• [MATERIAL TO PROCESS]:
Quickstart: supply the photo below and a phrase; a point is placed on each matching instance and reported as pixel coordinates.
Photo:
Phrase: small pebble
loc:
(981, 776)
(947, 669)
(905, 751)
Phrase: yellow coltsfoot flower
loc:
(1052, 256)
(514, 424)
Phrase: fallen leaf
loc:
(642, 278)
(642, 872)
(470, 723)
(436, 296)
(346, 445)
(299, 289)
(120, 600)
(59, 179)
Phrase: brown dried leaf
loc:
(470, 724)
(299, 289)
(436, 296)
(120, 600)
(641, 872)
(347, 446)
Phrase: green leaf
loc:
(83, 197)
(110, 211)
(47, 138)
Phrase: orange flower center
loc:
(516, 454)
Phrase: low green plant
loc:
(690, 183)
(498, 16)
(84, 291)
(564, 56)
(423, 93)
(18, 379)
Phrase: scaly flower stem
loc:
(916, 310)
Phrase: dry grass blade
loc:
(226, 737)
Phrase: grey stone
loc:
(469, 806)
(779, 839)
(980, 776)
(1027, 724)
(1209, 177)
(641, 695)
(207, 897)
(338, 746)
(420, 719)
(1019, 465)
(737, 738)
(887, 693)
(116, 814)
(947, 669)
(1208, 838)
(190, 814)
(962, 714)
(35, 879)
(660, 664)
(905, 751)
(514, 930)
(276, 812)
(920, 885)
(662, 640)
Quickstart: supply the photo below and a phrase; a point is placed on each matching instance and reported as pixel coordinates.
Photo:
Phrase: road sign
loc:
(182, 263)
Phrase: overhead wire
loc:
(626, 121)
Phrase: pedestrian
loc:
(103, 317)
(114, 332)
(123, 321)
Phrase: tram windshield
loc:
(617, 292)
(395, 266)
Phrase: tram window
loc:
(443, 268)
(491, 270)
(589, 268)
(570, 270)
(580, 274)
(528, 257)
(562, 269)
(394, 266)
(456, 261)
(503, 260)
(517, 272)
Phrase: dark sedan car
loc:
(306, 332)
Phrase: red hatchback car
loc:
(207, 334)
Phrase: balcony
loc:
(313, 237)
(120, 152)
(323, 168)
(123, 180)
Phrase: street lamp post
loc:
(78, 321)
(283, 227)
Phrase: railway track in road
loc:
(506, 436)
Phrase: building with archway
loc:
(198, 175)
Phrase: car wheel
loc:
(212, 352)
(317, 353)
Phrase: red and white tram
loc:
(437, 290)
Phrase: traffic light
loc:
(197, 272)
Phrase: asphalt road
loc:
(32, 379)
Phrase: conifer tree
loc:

• [TASK DIRECTIONS]: Copy out everything from the line containing "Phrase: building with archway" down to the last line above, including both, and reproduce each line character for character.

• [WORKED SOLUTION]:
Phrase: building with archway
loc:
(198, 175)
Phrase: car wheel
loc:
(212, 352)
(317, 353)
Phrase: red and white tram
loc:
(437, 290)
Phrase: traffic light
loc:
(197, 272)
Phrase: asphalt road
loc:
(32, 379)
Phrase: conifer tree
loc:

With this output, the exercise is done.